-- WHAT YOU WILL DO --
Go line by line through the listing below and copy those that hold "woman".

==================================================

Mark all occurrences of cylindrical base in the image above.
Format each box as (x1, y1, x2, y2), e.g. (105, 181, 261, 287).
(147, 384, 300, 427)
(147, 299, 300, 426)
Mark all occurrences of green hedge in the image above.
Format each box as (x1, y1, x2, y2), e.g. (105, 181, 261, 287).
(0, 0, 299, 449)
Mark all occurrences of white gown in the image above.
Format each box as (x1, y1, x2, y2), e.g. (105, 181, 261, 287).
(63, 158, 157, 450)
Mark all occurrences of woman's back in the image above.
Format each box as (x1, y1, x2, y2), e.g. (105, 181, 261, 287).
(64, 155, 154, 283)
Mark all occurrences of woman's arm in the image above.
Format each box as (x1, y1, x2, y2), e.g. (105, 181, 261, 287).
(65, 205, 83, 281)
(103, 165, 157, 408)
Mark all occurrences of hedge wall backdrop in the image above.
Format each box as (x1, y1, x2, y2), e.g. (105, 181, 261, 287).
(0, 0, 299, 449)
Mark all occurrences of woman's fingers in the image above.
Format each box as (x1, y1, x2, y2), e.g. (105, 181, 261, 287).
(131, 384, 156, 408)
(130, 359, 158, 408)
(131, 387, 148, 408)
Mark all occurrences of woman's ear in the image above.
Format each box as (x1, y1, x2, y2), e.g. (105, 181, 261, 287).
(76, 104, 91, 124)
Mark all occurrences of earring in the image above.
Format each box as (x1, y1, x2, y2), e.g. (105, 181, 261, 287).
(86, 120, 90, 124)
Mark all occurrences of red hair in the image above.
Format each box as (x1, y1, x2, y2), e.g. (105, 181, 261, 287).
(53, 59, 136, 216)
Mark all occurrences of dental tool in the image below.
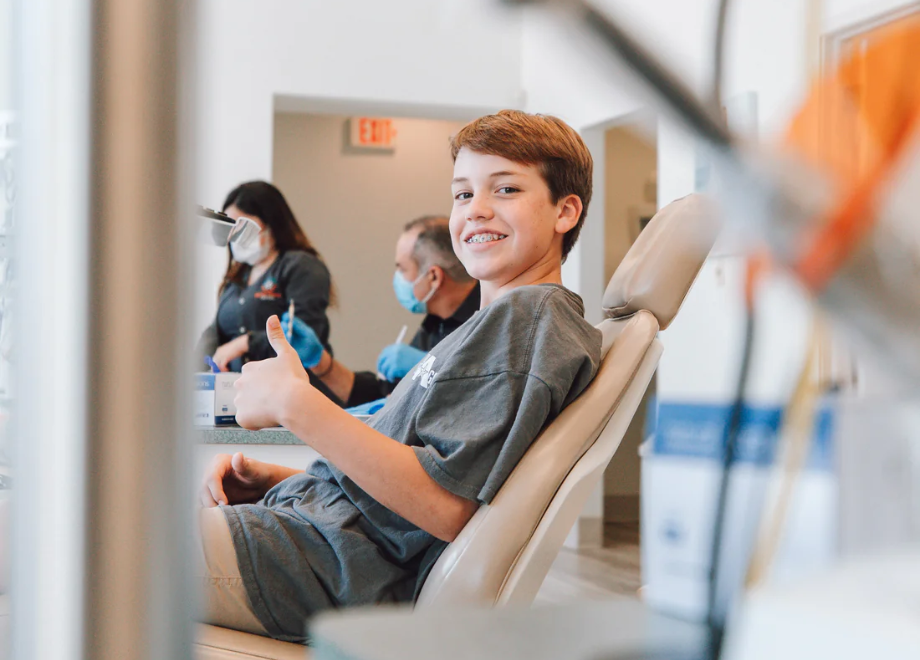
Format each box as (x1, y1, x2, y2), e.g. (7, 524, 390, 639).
(377, 325, 409, 380)
(394, 325, 408, 346)
(288, 299, 295, 339)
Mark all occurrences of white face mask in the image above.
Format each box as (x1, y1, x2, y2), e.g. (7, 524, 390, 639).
(230, 230, 271, 265)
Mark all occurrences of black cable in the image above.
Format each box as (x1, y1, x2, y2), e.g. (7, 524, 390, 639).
(704, 305, 755, 660)
(706, 5, 743, 657)
(712, 0, 732, 112)
(504, 1, 737, 150)
(577, 2, 734, 149)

==================================================

-- REPLY TO THE TASK --
Mark all occurrences of woman's back in the image above.
Mark all occurrences of woman's arm in the image above.
Mark all occurrences of woman's fingers in the image above.
Mark all occurrences of woman's ear in the image above.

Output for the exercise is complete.